** Exercise prompt **
For the records that follow, please set down exactly the lines between the one holding "Task: annotate each instance of the wooden" and the one holding "Task: annotate each instance of the reflection", inclusive, and only those.

#### The data

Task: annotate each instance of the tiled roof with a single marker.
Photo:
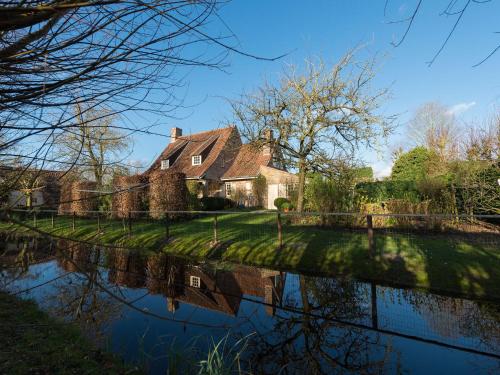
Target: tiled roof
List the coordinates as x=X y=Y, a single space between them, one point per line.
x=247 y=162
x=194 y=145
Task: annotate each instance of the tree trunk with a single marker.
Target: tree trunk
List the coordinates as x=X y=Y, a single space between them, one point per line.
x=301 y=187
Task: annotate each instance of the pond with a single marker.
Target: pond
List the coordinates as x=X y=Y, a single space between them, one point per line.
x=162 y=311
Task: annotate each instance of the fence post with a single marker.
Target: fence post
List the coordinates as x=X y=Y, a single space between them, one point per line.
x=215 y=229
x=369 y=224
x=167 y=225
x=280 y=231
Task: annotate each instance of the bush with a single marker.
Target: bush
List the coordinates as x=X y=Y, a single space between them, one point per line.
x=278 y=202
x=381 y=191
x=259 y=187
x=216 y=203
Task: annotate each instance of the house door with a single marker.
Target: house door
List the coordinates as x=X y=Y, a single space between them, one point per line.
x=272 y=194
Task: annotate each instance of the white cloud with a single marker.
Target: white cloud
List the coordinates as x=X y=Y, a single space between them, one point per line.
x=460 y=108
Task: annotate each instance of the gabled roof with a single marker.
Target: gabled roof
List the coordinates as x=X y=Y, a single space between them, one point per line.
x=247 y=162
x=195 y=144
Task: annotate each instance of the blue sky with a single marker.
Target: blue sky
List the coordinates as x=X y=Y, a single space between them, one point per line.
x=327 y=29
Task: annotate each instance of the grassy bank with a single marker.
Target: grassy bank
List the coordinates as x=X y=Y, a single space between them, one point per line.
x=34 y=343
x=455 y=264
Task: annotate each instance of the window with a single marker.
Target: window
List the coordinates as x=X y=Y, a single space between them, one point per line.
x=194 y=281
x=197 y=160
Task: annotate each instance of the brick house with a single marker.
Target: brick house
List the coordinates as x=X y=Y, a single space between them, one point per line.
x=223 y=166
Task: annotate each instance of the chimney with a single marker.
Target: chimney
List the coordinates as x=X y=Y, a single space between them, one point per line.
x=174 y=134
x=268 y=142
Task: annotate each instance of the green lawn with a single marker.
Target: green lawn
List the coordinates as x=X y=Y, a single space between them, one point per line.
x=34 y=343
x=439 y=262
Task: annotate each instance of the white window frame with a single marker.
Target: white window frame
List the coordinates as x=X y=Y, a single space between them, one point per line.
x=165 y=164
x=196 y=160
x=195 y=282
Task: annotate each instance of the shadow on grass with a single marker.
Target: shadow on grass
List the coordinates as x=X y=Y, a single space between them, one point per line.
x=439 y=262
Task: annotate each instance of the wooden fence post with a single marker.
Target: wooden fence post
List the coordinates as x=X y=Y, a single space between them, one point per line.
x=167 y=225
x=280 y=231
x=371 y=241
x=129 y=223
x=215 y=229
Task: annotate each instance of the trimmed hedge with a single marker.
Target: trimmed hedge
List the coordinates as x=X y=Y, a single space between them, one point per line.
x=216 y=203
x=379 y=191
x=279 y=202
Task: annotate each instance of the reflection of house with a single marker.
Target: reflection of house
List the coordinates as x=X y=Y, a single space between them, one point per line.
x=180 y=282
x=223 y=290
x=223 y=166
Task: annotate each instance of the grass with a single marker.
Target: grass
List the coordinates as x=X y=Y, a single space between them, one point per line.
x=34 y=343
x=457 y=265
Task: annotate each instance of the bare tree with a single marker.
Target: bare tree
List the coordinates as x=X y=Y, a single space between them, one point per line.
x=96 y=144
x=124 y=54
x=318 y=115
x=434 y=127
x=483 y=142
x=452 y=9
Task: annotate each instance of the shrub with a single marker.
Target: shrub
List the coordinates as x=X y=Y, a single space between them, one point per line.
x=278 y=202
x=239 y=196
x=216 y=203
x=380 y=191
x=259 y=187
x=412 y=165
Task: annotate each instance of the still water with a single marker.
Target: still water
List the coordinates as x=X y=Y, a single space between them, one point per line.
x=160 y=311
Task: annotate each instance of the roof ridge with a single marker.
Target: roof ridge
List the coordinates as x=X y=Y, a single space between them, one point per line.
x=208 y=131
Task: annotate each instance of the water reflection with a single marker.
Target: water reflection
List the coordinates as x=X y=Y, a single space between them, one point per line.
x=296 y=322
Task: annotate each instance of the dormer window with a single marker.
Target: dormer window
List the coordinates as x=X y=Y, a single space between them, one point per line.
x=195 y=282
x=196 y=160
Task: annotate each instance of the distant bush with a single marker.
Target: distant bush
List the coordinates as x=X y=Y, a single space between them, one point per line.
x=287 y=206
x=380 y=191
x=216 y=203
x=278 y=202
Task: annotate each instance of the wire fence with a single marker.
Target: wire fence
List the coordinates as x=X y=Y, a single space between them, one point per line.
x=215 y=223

########
#### The data

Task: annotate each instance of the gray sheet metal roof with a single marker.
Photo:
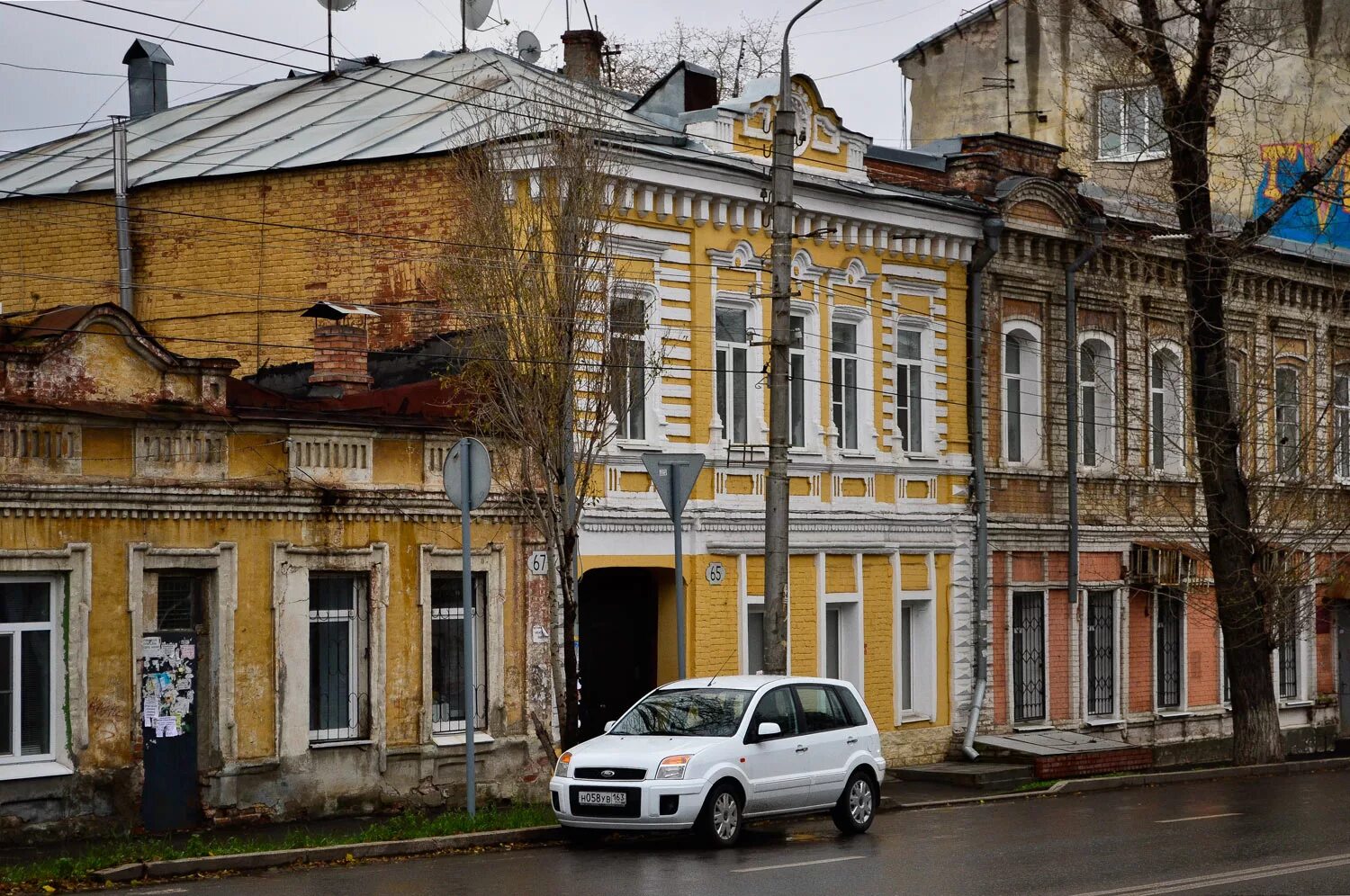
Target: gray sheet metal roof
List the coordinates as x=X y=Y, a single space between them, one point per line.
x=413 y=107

########

** Solution to this problem **
Task: annotate each instance of the wooden fence post with a single marker.
Target: wooden fence post
List the coordinates as x=X y=Y, a single space between them, one point per line.
x=167 y=225
x=280 y=231
x=371 y=241
x=129 y=223
x=215 y=229
Task: annotate each instance of the trimmed hedge with a single marker.
Target: trimmed hedge
List the coordinates as x=X y=Y, a single space between them, one point per line.
x=216 y=203
x=379 y=191
x=279 y=202
Task: annotate each instance of the reflection of house with a single marker.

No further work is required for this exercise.